------ INFORMATION SUPPLIED
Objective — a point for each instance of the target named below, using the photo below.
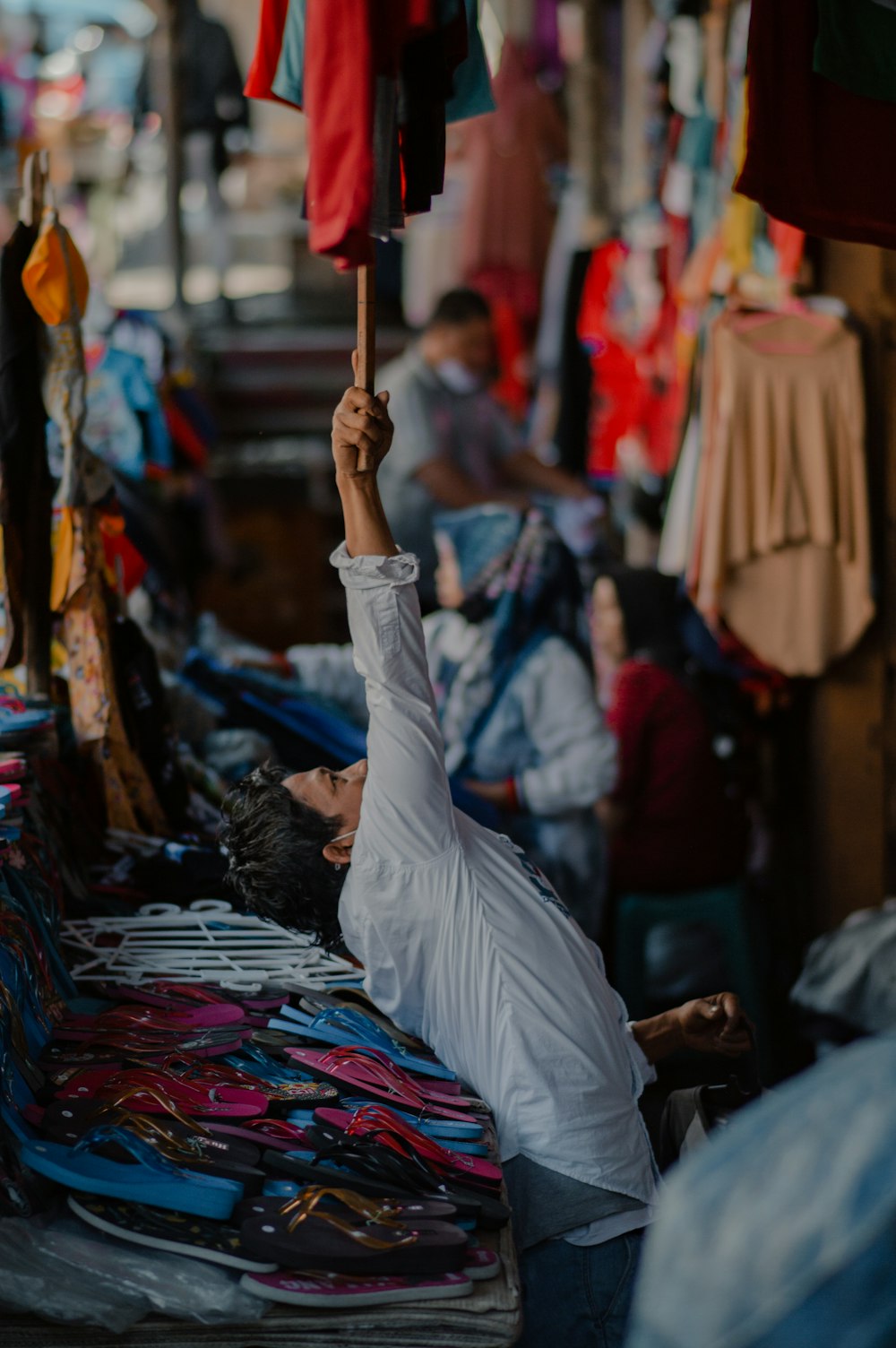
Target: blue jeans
------------
------ INFORMATION SUPPLIED
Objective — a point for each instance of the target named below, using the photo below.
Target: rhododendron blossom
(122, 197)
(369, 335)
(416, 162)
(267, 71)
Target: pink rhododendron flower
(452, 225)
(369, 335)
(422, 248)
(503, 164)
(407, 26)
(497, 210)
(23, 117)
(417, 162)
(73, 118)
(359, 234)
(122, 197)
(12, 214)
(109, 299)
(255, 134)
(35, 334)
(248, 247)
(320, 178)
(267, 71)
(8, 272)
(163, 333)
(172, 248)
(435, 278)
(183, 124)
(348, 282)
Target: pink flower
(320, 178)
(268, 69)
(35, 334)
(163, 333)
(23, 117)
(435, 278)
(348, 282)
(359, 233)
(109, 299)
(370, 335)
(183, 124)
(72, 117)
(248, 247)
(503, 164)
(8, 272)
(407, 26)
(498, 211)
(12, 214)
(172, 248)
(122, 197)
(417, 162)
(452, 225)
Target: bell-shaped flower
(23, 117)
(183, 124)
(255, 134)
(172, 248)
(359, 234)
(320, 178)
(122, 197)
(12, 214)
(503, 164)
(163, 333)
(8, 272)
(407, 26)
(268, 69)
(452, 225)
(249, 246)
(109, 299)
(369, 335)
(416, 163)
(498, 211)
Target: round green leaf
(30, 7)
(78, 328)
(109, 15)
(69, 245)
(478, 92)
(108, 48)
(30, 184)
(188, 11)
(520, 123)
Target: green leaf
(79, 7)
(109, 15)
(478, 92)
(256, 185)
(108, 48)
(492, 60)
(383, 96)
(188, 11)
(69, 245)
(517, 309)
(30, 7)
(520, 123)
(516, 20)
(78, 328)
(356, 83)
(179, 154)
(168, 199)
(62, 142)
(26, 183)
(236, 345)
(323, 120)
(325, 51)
------------
------ INFORMATION SUPPLIED
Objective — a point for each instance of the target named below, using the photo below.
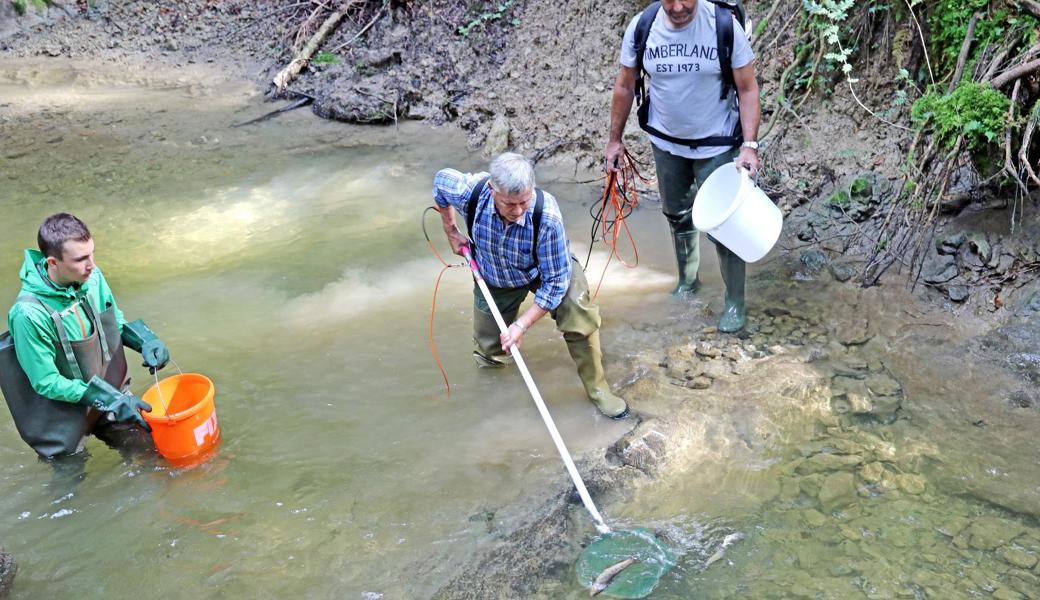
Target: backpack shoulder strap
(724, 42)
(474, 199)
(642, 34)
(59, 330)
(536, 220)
------------
• GOAL:
Count the lines in the records that contain the word "green". Reply with the number alone.

• TASK ANSWER:
2